━━━━━ DATA FOR THIS TASK ━━━━━

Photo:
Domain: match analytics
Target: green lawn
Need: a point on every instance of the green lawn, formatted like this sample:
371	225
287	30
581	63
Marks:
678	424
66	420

━━━━━
━━━━━ DATA FOR THIS TASK ━━━━━

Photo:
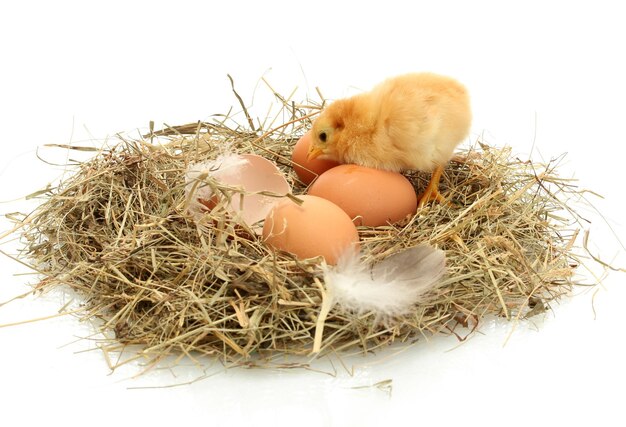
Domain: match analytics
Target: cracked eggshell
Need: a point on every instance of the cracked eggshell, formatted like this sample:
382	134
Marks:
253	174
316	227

━━━━━

For each line above that holds the string "Need", provide a copy of that line.

Need: a point on every instance of the green lawn, formatted like this sample:
Need: a point on every instance of the cracked eggshell, formatted like this sample:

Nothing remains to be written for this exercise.